--- start of Extracted information ---

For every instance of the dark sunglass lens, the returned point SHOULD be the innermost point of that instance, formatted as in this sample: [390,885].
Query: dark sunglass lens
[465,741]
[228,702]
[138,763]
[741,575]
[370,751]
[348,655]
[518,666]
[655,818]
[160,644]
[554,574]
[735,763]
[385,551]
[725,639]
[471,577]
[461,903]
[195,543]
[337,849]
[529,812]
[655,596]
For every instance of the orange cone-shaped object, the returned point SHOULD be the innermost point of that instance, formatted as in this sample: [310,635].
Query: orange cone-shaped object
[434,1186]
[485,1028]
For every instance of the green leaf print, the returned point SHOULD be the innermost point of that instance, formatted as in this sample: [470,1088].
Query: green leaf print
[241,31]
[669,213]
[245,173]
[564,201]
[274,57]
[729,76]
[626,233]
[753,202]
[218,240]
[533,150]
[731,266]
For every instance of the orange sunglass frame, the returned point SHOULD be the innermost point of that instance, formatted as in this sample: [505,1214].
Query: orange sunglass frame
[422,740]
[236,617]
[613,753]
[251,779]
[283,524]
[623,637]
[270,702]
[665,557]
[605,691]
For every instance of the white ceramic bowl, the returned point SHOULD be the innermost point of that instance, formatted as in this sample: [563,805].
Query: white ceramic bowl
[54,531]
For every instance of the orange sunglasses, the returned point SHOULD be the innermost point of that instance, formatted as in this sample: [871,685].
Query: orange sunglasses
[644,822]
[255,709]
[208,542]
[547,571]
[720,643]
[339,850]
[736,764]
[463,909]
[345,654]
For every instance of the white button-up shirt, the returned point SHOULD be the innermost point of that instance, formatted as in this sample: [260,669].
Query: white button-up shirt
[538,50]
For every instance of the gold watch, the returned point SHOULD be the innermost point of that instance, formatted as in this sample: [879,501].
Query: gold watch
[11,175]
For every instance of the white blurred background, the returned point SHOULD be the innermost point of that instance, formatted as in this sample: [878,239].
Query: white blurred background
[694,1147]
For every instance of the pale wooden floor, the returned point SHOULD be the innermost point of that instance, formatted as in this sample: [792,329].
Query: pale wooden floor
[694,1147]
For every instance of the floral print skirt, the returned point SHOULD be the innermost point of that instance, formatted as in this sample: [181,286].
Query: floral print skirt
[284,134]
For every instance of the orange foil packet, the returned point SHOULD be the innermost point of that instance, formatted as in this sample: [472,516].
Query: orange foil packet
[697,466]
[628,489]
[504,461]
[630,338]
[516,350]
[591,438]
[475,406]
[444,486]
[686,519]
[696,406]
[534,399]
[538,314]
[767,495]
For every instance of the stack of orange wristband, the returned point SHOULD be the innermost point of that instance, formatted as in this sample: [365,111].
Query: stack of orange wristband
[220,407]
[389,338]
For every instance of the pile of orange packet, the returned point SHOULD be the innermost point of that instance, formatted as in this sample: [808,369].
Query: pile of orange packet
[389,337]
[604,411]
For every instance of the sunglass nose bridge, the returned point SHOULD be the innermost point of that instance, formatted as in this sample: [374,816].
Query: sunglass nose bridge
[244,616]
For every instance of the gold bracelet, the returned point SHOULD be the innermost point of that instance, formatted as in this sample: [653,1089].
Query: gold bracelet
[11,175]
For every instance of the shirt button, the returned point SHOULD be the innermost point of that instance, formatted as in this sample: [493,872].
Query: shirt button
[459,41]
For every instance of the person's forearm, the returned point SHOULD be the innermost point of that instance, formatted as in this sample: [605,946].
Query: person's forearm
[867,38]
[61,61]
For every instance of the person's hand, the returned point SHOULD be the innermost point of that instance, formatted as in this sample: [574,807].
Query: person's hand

--- end of Extracted information ---

*What you have to do*
Reproduce the entries from the line containing "For every instance of the shirt" through the end of the entries, inclusive, with every coordinate in the answer points shifted by -46. Copy the requests and their format samples unchanged.

*Solution to the exercise*
For every instance of the shirt button, the returned point SHOULD be the innermost point of that instance, formatted as in this sample: [493,872].
Query: shirt button
[413,-5]
For every instance of the person's forearm, the returned point SHOULD be the innermost point of that instance, formatted as in this sample: [605,946].
Query: person's forearm
[821,-8]
[15,15]
For every instance of the person's hand, the returned point SHOULD be the innermost point of that instance, formatted as in this sample: [574,807].
Query: person's hand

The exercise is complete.